• YOUR ASSIGNMENT: Using the entries that follow, report how many lines contain the word "marking". Only the number is wanted.

• RECORDED INFORMATION:
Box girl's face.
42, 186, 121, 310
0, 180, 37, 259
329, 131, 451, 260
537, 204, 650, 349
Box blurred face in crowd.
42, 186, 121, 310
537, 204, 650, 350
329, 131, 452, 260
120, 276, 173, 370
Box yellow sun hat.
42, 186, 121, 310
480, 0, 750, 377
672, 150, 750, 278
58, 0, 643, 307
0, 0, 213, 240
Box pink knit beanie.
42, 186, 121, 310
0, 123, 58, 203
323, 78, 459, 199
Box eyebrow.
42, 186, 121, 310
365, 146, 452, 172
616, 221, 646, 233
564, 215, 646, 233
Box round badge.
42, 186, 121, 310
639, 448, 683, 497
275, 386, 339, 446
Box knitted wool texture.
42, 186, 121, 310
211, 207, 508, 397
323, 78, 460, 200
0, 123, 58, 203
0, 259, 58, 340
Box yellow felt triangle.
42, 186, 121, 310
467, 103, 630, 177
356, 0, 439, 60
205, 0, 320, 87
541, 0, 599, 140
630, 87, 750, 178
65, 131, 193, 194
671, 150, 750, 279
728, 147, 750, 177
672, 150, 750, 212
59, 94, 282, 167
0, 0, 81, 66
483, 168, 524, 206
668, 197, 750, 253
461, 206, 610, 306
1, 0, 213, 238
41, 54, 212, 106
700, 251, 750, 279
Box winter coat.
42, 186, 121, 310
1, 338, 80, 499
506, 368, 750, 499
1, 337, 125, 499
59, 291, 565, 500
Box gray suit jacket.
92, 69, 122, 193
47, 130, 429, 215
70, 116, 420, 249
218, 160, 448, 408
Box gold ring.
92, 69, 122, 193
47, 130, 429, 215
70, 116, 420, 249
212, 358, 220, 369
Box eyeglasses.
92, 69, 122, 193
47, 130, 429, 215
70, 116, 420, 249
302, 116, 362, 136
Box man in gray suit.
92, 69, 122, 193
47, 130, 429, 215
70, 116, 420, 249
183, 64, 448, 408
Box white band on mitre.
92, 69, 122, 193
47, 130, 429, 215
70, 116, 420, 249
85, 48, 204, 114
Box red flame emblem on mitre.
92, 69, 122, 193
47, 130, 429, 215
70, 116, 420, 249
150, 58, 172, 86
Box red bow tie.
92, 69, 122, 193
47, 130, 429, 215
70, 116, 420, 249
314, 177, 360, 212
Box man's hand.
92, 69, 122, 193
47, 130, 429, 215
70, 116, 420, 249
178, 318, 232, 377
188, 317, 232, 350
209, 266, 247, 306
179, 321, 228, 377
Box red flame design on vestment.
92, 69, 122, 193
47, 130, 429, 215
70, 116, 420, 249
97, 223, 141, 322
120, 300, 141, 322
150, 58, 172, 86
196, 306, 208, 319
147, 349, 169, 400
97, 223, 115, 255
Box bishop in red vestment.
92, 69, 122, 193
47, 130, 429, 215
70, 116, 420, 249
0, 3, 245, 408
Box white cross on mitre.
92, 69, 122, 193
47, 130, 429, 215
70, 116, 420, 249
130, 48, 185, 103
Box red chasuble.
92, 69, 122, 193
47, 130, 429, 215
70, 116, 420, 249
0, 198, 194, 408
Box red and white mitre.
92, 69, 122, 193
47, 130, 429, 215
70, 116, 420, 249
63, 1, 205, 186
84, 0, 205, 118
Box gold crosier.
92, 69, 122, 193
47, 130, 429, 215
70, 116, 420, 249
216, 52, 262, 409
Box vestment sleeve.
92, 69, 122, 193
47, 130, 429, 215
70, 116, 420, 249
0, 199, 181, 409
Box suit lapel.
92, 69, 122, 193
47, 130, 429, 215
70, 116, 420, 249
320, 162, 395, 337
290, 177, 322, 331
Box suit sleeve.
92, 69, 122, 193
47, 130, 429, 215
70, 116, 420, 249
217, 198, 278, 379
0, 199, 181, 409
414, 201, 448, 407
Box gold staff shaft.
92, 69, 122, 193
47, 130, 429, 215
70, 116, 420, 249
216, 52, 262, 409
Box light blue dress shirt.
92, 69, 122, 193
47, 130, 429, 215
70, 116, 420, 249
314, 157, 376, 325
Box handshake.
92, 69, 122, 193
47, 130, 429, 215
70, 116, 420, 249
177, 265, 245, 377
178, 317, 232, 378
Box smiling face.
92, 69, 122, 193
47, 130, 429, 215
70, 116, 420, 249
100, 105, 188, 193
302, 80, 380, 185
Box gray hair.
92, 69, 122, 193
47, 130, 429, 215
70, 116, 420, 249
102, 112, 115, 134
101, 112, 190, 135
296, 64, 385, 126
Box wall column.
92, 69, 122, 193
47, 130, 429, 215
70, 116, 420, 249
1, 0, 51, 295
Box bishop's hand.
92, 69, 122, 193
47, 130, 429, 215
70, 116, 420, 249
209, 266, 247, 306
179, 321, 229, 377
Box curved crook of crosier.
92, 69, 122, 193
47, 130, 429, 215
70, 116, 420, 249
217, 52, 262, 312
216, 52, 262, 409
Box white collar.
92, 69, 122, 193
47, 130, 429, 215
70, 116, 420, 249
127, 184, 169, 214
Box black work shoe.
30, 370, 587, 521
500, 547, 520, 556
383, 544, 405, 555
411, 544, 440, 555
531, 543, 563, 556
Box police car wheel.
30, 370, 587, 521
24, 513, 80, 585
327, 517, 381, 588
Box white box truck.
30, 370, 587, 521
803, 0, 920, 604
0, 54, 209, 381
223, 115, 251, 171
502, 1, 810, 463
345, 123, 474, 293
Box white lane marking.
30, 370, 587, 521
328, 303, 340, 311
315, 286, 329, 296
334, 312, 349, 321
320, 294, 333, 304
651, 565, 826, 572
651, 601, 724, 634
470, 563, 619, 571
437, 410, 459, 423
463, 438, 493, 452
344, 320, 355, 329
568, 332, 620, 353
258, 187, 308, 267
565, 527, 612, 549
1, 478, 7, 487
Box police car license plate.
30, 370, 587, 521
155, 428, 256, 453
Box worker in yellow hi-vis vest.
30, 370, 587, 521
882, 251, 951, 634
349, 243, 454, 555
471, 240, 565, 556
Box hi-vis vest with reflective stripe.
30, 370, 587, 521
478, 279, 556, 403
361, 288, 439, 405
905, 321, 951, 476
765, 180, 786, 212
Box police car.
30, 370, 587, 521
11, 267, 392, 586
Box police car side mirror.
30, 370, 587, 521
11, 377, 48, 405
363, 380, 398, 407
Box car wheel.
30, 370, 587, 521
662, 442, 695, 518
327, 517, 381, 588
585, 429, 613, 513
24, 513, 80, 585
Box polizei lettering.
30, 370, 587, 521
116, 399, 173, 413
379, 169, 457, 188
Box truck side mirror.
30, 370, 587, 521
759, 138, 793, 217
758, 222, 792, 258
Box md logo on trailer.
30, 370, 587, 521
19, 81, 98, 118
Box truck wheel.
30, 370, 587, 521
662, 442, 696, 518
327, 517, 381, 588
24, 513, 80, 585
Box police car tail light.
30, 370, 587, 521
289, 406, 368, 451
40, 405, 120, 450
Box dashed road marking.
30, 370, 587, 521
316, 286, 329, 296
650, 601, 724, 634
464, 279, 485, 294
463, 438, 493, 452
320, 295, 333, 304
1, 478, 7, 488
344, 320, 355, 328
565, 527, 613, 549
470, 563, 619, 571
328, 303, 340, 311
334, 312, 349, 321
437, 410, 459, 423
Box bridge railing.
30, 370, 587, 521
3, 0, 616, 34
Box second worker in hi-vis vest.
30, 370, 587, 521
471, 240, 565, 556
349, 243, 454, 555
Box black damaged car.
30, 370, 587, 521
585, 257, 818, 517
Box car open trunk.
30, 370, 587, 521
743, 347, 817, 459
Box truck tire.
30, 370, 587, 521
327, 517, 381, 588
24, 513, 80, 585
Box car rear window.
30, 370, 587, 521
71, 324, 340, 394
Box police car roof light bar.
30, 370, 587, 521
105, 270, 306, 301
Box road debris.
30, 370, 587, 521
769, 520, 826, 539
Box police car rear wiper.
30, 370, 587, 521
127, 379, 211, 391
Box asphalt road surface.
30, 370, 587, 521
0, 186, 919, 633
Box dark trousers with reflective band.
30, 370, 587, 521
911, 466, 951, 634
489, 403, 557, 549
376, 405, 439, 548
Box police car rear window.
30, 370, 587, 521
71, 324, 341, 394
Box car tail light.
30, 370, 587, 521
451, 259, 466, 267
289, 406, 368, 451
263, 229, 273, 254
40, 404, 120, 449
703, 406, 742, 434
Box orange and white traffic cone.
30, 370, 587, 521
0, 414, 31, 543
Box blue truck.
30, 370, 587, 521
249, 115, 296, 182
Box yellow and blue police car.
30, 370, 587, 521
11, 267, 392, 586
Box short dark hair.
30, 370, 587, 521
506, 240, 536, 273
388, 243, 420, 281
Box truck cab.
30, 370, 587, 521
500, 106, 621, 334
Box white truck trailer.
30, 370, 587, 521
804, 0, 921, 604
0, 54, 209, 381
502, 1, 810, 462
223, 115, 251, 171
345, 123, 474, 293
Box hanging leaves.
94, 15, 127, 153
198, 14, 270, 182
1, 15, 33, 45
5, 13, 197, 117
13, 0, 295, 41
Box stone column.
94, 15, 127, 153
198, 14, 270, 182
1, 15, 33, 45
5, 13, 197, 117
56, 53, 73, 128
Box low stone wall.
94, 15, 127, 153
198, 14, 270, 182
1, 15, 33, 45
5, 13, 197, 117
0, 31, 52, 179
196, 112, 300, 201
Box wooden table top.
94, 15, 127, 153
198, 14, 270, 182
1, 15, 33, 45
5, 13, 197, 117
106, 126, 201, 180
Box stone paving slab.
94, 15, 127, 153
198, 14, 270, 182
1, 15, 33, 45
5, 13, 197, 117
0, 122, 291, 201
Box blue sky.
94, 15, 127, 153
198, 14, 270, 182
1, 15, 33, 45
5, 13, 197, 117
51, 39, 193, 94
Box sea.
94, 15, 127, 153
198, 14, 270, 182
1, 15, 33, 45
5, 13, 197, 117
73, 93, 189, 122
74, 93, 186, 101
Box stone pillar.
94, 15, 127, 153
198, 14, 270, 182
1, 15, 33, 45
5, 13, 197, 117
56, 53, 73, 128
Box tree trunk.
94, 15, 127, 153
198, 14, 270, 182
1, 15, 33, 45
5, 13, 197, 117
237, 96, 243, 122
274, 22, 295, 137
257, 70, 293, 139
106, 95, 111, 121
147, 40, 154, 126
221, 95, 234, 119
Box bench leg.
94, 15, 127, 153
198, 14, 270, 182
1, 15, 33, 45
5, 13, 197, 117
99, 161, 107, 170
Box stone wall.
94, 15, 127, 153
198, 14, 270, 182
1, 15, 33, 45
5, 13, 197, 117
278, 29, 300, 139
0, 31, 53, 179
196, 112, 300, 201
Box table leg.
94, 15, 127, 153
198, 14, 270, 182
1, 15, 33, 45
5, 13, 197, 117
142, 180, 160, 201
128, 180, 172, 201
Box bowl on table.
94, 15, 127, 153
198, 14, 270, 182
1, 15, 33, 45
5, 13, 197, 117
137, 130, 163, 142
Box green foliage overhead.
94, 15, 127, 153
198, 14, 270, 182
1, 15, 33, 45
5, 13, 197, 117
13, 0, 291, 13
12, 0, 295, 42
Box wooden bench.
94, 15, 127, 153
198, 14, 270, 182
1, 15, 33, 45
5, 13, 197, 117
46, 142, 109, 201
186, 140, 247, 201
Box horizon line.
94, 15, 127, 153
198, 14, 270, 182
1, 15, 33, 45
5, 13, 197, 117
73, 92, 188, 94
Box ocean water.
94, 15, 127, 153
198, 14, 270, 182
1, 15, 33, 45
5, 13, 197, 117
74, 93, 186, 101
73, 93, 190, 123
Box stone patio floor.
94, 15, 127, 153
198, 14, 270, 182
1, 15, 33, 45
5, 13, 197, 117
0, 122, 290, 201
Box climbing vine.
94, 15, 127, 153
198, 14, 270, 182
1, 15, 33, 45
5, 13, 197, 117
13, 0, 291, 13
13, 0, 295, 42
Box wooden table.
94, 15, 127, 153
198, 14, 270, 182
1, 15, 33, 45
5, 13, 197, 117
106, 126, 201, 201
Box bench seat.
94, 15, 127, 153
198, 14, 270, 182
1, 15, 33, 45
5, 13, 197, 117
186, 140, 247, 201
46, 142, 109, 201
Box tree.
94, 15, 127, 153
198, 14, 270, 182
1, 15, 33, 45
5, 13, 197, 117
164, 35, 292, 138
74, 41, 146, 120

• TASK OUTPUT: 2